> _Problem to work on_
Rewrite the records from the line with "work shirt and record integer pixel coordinates." through the end of the records, keeping the requests unchanged. Decrease every pixel coordinate in the answers by 18.

> _Data to process_
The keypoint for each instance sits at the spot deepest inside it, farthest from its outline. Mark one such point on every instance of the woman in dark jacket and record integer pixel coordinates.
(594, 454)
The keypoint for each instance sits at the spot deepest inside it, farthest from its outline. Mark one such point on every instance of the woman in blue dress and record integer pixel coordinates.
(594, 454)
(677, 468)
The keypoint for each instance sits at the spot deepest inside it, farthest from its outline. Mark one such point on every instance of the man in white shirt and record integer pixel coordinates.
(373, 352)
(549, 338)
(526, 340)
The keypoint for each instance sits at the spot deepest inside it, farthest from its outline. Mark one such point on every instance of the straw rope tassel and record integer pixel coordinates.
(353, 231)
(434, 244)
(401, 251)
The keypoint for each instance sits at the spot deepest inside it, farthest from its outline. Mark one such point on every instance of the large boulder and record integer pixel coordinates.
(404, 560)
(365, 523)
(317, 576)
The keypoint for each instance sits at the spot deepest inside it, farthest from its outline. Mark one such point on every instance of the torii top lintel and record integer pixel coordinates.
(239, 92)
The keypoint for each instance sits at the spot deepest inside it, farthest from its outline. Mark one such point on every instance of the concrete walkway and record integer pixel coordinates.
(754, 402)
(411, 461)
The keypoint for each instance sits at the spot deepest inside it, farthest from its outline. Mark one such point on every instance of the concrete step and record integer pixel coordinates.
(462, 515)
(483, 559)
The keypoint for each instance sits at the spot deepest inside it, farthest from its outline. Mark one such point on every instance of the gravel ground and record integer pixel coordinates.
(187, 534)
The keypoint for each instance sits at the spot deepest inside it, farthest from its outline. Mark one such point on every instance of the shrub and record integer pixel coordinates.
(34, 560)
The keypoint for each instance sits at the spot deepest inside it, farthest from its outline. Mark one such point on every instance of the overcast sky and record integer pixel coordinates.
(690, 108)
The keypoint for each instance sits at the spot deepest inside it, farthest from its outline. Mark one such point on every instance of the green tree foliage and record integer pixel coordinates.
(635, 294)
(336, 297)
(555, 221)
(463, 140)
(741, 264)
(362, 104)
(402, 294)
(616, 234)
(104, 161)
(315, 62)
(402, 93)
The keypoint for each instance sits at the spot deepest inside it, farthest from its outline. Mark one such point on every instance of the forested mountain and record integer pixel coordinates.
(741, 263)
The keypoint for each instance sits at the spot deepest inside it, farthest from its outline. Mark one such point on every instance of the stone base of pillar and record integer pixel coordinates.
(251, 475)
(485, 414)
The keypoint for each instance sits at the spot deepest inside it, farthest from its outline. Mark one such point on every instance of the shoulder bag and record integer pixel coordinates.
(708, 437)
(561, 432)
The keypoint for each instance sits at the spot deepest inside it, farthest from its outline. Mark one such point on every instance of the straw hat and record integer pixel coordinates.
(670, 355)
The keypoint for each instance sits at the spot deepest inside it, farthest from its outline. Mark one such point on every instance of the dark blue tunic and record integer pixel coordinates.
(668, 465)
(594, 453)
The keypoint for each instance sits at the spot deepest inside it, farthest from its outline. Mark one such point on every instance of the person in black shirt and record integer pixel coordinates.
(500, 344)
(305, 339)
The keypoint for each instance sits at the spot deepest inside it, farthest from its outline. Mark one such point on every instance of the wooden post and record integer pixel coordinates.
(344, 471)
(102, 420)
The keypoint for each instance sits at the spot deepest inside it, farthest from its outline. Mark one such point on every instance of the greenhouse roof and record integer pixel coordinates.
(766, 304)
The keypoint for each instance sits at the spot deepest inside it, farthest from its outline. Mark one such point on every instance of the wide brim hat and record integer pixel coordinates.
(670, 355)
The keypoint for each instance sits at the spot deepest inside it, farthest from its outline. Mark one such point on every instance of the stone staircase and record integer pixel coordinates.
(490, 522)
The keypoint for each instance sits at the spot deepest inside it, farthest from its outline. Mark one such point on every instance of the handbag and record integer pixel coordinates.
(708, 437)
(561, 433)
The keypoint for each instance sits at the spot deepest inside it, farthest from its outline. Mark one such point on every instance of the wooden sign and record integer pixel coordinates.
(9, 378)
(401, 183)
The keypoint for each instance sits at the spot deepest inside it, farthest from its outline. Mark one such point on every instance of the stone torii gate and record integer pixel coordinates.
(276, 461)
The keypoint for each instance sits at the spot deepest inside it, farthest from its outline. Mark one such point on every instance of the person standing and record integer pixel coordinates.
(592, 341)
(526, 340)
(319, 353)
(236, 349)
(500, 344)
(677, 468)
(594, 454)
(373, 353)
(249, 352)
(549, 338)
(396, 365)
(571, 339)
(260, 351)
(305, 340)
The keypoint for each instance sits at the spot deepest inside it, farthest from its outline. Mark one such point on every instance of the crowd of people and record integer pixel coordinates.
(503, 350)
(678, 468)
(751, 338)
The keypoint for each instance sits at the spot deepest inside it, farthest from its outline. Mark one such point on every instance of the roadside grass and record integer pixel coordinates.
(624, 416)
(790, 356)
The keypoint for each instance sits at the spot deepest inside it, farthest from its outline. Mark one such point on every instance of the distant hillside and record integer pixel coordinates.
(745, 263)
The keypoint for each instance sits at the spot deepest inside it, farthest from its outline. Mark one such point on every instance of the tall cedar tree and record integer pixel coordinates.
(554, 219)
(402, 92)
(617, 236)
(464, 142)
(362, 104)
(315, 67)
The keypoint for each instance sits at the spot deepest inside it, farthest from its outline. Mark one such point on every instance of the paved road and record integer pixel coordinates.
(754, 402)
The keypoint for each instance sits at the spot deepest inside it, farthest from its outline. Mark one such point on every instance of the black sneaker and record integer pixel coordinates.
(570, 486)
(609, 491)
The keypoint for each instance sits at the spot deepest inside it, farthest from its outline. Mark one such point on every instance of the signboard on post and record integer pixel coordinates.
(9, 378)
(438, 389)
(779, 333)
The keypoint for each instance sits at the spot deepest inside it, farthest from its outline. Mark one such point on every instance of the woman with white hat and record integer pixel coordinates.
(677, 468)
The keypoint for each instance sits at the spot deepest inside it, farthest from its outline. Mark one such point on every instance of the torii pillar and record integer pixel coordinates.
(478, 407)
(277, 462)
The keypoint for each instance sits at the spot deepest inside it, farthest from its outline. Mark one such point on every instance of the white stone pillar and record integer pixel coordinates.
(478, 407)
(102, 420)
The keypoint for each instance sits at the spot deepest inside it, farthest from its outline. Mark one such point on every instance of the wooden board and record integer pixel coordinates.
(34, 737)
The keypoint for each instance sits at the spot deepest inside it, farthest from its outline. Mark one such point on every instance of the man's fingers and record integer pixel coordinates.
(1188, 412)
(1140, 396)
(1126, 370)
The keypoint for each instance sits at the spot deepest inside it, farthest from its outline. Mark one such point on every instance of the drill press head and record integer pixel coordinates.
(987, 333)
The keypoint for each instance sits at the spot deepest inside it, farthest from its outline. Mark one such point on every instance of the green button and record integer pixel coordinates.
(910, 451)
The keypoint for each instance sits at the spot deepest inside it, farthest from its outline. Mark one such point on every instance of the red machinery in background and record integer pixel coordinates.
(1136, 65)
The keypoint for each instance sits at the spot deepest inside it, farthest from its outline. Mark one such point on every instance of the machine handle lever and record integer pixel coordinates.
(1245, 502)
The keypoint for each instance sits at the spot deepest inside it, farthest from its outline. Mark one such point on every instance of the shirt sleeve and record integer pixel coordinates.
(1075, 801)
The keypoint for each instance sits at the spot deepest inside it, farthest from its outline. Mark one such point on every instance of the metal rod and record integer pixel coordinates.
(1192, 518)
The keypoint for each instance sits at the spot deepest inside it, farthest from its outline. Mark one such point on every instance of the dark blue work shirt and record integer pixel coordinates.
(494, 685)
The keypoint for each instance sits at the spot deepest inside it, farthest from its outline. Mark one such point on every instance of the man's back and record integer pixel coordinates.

> _Problem solution_
The keypoint for each instance sits at the spot deepest inside it, farthest from its outline. Mark one such point on every instance of the dark blue work shirt and record integer pixel coordinates.
(476, 667)
The keypoint for each instance sits at the spot deepest inside it, farthest from its outline. Mark one such point on every instance of the man's back and record integer pixel coordinates.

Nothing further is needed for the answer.